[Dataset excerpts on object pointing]
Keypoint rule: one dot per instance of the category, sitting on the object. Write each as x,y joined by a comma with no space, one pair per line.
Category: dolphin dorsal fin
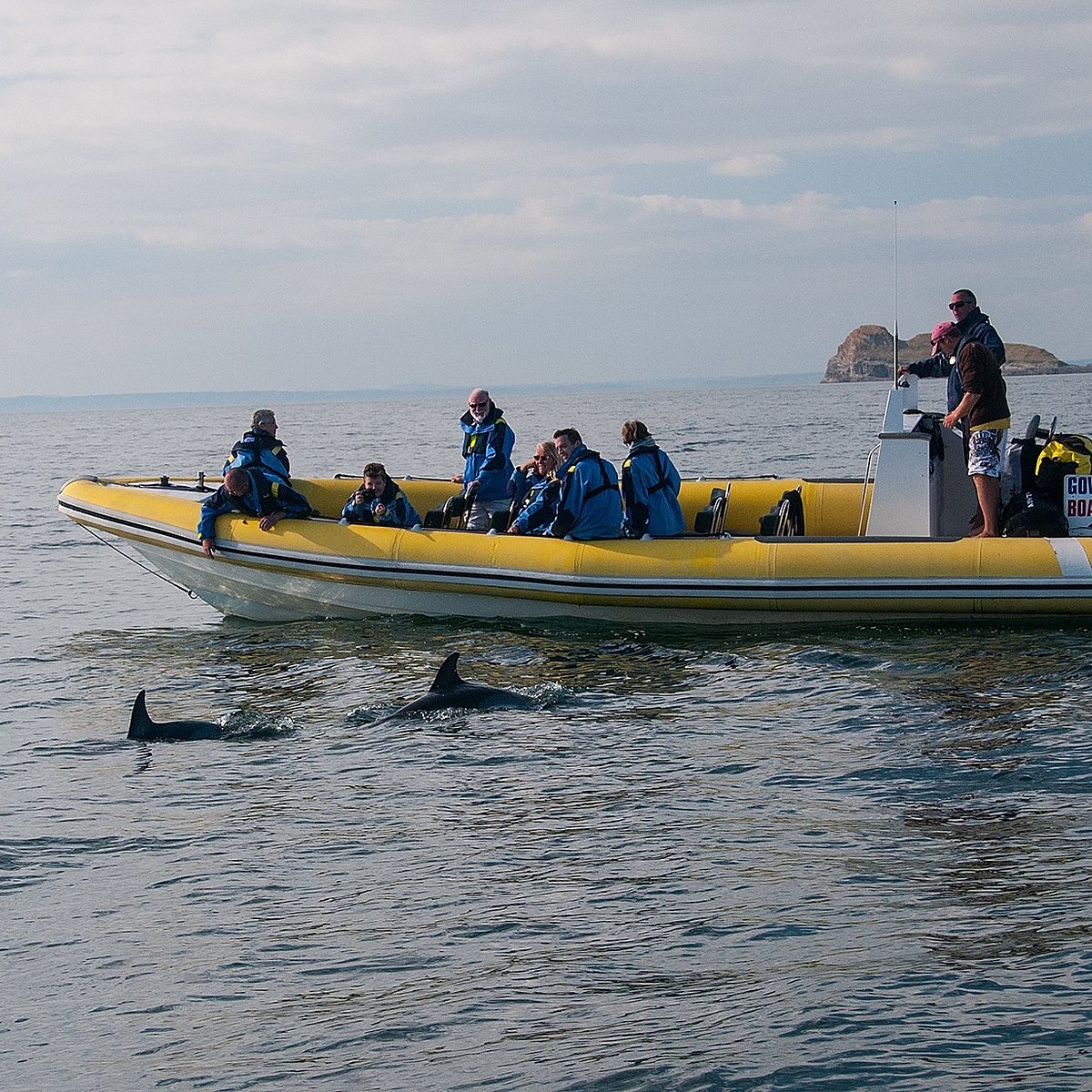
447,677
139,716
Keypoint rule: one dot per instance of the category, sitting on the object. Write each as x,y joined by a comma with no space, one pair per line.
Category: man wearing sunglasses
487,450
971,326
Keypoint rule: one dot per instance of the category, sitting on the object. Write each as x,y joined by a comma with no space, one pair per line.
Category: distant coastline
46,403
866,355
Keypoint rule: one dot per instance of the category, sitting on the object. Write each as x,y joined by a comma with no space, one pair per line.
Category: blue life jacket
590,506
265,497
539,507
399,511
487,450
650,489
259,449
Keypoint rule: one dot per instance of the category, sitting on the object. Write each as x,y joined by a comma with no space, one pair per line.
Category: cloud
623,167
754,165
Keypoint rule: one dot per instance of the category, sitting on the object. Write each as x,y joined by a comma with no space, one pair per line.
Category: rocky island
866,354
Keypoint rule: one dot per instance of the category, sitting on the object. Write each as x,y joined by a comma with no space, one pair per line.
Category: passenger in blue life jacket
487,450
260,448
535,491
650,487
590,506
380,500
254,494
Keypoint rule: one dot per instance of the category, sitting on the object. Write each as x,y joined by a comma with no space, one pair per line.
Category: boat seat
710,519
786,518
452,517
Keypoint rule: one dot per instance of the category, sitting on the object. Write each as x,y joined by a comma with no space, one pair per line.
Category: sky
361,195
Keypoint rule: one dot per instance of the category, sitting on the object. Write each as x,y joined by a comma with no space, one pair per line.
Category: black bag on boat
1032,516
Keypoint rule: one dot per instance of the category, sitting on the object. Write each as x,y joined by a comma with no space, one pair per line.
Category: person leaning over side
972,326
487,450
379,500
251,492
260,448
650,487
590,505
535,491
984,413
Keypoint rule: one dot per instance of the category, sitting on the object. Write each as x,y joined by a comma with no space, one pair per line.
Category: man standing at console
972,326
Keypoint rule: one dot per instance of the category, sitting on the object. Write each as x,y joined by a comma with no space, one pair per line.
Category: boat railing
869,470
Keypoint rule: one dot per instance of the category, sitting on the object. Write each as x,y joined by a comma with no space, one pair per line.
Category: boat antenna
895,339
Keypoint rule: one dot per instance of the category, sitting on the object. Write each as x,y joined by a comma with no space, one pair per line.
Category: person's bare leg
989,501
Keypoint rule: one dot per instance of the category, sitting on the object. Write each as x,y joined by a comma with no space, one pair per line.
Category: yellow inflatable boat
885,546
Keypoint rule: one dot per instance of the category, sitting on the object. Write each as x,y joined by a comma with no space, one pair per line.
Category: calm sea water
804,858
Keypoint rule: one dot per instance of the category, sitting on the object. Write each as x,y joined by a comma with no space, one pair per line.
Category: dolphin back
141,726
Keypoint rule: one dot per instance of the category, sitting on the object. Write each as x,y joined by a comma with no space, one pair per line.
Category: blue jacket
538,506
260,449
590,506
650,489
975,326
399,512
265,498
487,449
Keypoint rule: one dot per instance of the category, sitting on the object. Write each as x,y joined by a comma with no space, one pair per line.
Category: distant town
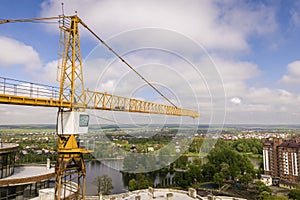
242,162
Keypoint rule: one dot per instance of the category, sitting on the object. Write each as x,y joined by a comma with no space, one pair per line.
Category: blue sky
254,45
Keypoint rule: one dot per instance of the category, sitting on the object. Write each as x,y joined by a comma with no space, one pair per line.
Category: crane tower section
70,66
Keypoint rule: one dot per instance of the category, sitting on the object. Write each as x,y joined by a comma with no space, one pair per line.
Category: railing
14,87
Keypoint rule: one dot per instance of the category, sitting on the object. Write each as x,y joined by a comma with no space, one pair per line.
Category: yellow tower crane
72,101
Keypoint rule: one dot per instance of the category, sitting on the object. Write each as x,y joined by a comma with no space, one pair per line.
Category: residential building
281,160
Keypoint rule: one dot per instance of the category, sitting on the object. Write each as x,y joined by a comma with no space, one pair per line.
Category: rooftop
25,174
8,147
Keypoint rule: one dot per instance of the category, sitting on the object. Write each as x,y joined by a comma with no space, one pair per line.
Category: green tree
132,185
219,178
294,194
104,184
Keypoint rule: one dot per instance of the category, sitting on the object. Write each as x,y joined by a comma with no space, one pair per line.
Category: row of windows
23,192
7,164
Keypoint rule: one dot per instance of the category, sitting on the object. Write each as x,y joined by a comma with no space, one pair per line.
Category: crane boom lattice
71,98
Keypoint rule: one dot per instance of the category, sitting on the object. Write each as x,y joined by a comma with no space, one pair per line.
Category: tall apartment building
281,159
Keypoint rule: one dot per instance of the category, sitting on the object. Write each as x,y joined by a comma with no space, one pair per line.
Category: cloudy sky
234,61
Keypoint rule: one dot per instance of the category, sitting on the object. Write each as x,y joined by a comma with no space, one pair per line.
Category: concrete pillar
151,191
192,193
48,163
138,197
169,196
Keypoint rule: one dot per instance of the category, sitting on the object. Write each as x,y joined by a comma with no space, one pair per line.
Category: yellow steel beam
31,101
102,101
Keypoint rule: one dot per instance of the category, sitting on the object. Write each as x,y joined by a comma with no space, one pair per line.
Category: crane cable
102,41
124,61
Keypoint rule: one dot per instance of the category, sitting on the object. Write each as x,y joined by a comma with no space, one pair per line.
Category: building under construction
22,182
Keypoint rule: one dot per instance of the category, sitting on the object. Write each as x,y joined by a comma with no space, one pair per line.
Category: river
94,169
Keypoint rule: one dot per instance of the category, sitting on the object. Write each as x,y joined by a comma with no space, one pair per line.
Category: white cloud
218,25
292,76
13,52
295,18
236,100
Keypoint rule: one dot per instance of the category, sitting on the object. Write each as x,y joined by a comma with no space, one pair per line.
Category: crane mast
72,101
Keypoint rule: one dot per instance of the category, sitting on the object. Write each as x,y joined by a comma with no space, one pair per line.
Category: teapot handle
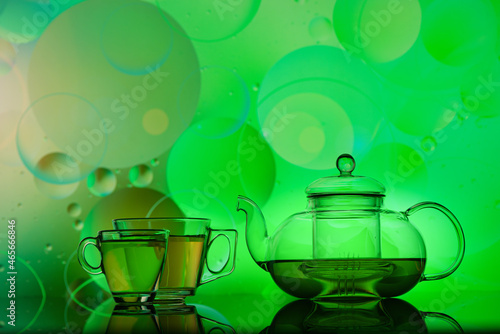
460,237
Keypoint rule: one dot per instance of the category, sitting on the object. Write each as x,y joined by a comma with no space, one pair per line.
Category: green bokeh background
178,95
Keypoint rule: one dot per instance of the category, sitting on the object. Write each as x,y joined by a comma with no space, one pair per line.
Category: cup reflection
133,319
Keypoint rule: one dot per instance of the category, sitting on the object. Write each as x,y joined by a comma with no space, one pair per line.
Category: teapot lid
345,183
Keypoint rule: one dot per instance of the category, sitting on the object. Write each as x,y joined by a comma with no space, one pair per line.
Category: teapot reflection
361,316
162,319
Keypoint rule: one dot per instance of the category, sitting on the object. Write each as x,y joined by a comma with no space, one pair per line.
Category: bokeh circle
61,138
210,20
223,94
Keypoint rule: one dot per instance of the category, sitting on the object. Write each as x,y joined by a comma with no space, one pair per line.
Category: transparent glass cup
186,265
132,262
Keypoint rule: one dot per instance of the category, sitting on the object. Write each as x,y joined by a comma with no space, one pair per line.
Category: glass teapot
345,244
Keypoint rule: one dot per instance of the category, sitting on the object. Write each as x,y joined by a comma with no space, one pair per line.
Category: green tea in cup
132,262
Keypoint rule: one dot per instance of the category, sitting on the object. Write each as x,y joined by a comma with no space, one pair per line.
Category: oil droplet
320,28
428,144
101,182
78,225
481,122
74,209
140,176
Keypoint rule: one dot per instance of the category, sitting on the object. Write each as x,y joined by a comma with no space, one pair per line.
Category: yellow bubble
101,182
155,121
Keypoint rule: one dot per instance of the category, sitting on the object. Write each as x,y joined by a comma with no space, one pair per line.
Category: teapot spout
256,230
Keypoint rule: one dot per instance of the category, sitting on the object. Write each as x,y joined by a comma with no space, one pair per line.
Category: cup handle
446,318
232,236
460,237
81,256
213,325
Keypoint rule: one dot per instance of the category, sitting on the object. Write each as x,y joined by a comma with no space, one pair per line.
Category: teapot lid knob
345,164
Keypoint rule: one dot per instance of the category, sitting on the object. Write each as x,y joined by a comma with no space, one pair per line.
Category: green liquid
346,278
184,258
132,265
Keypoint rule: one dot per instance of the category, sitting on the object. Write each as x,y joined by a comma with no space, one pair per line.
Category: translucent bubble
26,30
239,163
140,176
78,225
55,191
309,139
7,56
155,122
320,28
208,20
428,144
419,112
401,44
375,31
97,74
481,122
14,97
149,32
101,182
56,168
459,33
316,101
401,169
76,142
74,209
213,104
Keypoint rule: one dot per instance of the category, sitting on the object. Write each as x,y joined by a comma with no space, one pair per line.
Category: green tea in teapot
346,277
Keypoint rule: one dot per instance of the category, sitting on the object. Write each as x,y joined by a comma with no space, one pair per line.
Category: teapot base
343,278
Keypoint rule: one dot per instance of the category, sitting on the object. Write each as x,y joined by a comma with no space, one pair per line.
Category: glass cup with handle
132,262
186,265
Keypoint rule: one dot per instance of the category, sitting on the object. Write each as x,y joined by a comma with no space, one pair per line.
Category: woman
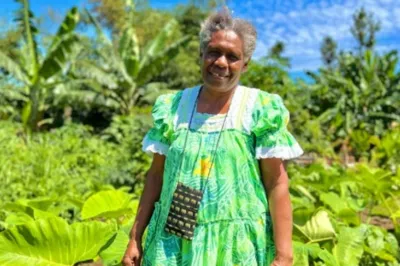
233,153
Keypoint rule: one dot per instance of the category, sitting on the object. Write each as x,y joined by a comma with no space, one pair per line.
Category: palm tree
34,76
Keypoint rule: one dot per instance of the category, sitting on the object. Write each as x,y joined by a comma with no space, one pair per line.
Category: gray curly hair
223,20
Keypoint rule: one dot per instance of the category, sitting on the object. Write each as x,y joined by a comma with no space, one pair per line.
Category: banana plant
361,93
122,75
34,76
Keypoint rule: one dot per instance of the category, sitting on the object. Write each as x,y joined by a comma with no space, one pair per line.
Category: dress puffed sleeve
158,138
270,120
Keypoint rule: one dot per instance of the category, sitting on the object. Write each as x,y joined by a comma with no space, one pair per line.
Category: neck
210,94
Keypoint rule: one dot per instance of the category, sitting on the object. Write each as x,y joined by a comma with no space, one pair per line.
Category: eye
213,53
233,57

**WRITTEN PROBLEM:** Extract every line of the items above that contains the string "reflection", treating uppercase and lowercase as distinct.

**RESULT OF THE EXERCISE:**
Category: cup reflection
Category: teapot reflection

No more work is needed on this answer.